What the task asks: The full set of entries should be repeated without a single change.

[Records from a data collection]
* * * * *

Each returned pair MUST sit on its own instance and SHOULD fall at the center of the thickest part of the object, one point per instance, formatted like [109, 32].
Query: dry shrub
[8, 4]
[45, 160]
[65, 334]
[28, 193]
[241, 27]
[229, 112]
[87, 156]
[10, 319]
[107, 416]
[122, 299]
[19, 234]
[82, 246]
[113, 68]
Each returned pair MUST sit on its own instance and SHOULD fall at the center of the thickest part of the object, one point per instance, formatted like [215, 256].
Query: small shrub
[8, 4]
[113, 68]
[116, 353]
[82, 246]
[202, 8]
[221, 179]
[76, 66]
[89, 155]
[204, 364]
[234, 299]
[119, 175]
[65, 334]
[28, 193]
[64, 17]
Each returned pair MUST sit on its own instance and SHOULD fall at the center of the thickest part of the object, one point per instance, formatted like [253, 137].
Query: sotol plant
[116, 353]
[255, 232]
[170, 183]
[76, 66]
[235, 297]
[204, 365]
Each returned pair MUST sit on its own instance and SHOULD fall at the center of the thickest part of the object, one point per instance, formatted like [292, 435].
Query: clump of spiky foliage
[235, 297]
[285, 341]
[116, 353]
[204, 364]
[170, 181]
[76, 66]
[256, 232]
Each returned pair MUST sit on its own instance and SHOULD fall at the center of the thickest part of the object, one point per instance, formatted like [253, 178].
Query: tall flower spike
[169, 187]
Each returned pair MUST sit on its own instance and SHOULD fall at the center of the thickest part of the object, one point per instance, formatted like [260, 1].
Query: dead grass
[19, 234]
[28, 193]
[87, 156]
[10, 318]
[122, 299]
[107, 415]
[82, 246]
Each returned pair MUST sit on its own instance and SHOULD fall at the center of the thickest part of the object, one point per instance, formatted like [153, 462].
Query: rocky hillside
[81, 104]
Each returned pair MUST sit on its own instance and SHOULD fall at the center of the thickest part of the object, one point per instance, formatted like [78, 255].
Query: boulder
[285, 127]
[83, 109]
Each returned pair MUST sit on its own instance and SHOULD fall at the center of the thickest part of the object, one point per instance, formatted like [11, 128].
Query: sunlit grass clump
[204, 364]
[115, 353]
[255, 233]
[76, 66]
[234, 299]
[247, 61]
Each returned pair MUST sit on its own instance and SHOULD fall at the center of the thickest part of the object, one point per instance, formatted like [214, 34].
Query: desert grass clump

* * * * *

Response area:
Each returned pair MUST sit on its own instance and SHOULD fall at the center of the thickest part of the object, one point per instance, formatted like [109, 32].
Query: dry shrub
[8, 4]
[45, 160]
[65, 334]
[28, 193]
[241, 27]
[229, 112]
[87, 156]
[10, 319]
[107, 416]
[122, 299]
[19, 234]
[82, 246]
[113, 68]
Each returned pair MUST sit on its own instance and SHOULD fall at the center of the thickest part of the object, one point per instance, formatted like [215, 256].
Query: small shrub
[8, 4]
[113, 68]
[116, 353]
[82, 246]
[202, 8]
[221, 179]
[76, 66]
[89, 155]
[204, 364]
[234, 299]
[119, 175]
[65, 334]
[28, 193]
[64, 17]
Each returned pair MUST sit on its own instance and SHOULD fall at the center of the thickest part of the object, one point per instance, formatted like [253, 137].
Query: sotol plant
[116, 353]
[255, 232]
[170, 183]
[76, 66]
[235, 297]
[204, 365]
Each returned pair MUST sit on its own instance and SHOULD fall at the center of the thickest part of the object, one point per instance, formatted like [292, 435].
Query: clump of spiky foliage
[235, 297]
[285, 341]
[116, 353]
[204, 364]
[170, 181]
[76, 66]
[256, 232]
Each returned pair MUST sit on its own instance and SHOULD fall at the center of the thickest part of the object, one point per instance, formatted like [253, 178].
Query: tall flower spike
[169, 187]
Each returned pair MUST sit on its own instance and SHOULD fall at the center of the thickest part of the object, one point per instance, formatted like [260, 1].
Query: dead grass
[19, 234]
[28, 193]
[87, 156]
[10, 318]
[122, 299]
[107, 415]
[82, 246]
Each returned pair MUST sit on its own instance and SHOULD fall at the center of the thickest part of the object, one point per instance, formatted like [153, 462].
Query: rocky hillside
[81, 104]
Each returned pair MUST sit on its own instance and SHOULD fall at the center of the thickest part of the object, one point per instance, formatted like [78, 255].
Query: boulder
[285, 127]
[83, 109]
Each returned pair MUST sit on its own instance and SHOULD fall at the center of the thickest part of the object, one point per instance, formatted like [11, 128].
Query: sunlit grass clump
[204, 364]
[115, 353]
[255, 233]
[76, 66]
[234, 299]
[247, 61]
Each returned pair MUST sit on its own instance and SHOULD fall at the center of the thickest part of the object, one point per instance, formatted like [214, 34].
Query: desert grass clump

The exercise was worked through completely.